EXTRACT PROVIDED –
■ ■ ■ ■ ■

From all accounts, Conway was something of a character, being described as “Archimedes, Mick Jagger, Salvador Dali, and Richard Feynman all rolled into one.”
If you haven’t yet read it and you are interested in biographies, I really enjoyed Genius at Play: The Curious Mind of John Horton Conway by Siobhan Roberts. Quite apart from anything else, this was the first time I’d heard about surreal numbers, which were one of Conway’s many contributions to (a) mathematics in general and (b) making my head hurt in particular.
As it says on the Wikipedia, “If formulated in Von Neumann–Bernays–Gödel set theory, the surreal numbers are a universal ordered field in the sense that all other ordered fields, such as the rationals, the reals, the rational functions, the Levi-Civita field, the superreal numbers, and the hyperreal numbers, can be realized as subfields of the surreals.”
Most of the things Conway did are known to only relatively few people and understood by even fewer. Having said this, Conway was also the originator of the Game of Life, which dragged the concept of cellular automata kicking and screaming out of academia and led to numerous computer programmers squandering countless hours of personal and computing time.
If you want to know more about the Game of Life, check out my FPGAs 1, MCUs 0 column. And if you want to discover more about cellular automata in general, including videos of the Game of Life, Langton’s ant (which was invented by Chris Langton in 1986), and Boids (which was invented by Craig Reynolds in 1986), then check out my Artificial Life Simulations column.
Last but certainly not least, if you want to get a better feel for who John Horton Conway was and his contributions to the field of human knowledge, my chum Jay Dowling sent me a link to this video of a terrific Numberphile Podcast.
Unless you’ve been living under a rock, I’m sure you’ve heard of Numberphile, which is an educational channel on YouTube that explores topics from a variety of mathematical fields. Every one of their videos I’ve seen thus far has left me saying, “Well, I never knew that!” According to the Wikipedia, the channel has received 445 million total views thus far, which isn’t too shabby for a show on math.
After you’ve watched the video on Conway, it would be great if you decided to take a little time to peruse and ponder the Numberphile channel, and then post a comment with links to your favorite episodes. Until then, all I can say is RIP John Horton Conway.

■ ■ ■ ■ ■

DATASET –
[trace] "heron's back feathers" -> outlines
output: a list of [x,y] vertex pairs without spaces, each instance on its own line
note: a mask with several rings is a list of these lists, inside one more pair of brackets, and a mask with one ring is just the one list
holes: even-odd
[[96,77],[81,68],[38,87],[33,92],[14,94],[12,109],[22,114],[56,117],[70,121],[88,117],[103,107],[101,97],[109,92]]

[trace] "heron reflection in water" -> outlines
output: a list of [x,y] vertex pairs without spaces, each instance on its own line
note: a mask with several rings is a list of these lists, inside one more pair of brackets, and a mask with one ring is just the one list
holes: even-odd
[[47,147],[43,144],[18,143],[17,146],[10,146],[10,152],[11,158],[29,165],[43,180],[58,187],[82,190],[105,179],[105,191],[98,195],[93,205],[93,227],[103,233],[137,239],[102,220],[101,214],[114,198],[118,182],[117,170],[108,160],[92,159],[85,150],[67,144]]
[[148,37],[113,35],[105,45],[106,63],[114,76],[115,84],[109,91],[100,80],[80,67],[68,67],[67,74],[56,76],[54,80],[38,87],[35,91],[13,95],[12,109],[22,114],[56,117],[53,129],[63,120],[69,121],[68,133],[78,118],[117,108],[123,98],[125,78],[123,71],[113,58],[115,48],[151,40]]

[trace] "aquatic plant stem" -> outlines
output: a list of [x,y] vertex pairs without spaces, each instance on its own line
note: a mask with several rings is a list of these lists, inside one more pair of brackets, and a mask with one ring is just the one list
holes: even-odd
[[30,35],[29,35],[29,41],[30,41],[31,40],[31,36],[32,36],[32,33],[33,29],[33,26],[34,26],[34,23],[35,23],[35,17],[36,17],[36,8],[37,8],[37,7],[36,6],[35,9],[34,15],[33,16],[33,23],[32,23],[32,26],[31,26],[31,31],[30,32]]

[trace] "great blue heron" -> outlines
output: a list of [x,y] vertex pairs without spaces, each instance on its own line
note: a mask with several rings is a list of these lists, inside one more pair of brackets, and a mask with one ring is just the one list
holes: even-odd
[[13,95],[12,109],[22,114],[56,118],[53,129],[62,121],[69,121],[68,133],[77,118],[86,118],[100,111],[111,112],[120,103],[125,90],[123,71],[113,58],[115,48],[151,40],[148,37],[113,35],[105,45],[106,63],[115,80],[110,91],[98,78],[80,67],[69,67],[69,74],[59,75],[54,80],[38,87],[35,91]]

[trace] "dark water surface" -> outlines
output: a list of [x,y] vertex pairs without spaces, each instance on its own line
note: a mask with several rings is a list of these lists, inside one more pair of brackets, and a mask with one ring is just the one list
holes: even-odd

■ ■ ■ ■ ■

WHAT TO DO – Please name the author of the biography Genius at Play that the piece on John Horton Conway recommends.

SOLUTION TO THIS TASK – Siobhan Roberts wrote Genius at Play: The Curious Mind of John Horton Conway.